▸ Your assignment: Go over the data and copy out each line with "exact" in it.

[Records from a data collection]
----------
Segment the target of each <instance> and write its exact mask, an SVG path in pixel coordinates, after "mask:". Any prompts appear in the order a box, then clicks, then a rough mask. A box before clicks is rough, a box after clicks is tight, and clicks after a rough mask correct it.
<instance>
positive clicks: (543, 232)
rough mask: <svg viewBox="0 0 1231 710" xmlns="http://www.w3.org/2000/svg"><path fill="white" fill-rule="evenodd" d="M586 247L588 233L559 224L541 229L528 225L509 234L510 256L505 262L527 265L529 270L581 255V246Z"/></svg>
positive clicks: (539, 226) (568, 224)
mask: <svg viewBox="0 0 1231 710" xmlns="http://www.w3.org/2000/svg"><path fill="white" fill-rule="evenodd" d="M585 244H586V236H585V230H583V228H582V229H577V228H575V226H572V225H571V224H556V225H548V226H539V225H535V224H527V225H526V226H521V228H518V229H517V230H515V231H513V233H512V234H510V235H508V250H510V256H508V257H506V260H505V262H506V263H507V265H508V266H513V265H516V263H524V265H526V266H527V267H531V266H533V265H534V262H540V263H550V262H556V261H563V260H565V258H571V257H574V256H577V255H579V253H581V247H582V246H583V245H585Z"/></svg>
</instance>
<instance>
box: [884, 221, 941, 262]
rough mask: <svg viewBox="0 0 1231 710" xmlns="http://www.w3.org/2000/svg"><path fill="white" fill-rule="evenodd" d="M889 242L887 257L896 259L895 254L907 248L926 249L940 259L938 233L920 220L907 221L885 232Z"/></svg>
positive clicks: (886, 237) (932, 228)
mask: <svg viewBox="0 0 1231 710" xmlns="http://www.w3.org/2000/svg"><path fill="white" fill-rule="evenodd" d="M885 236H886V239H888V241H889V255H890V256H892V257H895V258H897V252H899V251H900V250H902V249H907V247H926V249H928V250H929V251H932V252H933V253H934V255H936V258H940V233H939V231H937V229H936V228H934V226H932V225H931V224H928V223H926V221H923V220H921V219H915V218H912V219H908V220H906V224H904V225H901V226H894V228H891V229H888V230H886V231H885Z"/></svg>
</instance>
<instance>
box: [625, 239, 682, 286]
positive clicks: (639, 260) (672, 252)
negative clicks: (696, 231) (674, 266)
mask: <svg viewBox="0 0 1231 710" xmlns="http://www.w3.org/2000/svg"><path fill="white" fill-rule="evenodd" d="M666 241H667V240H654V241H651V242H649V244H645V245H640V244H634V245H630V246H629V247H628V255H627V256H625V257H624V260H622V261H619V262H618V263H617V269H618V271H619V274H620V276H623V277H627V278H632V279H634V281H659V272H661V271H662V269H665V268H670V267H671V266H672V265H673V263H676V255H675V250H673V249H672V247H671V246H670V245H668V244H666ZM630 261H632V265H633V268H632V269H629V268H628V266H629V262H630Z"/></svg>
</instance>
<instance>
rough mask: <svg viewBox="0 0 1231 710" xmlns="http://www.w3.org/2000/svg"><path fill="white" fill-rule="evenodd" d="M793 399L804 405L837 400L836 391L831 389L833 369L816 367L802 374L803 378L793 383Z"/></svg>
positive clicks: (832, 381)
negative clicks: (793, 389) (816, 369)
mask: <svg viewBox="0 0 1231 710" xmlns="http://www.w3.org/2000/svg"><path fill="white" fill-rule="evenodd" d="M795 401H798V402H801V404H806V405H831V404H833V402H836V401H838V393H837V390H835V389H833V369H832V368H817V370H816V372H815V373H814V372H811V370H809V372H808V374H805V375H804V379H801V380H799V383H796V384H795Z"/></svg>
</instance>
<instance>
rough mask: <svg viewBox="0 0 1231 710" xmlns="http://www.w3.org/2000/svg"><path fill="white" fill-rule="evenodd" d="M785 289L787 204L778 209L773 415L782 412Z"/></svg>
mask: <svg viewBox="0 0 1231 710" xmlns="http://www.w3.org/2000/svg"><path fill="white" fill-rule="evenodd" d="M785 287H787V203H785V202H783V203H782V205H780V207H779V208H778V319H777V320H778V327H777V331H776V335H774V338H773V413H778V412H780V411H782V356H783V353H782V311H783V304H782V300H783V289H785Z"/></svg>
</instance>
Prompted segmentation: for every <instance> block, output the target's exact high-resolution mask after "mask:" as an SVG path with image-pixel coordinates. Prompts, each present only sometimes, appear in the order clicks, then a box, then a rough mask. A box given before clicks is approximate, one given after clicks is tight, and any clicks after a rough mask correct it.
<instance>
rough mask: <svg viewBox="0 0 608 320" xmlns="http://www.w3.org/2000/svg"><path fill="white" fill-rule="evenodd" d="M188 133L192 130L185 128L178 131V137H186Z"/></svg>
----------
▸ Response to this task:
Segment the target of each <instance> and write its exact mask, an SVG path in pixel coordinates, after "mask:". Any prompts appear in the order a box, then clicks, then a rough mask. A box before clicks is rough, a box after clicks is tight, and clicks after a rough mask correct it.
Prompted segmentation: for every <instance> block, output the target's exact high-resolution mask after "mask:" as an SVG path with image-pixel coordinates. Prompts, each present only sometimes, appear in the order clicks, then a box, then a rough mask. A box given before clicks is approximate, one given after clicks is tight, and any clicks after a rough mask correct it.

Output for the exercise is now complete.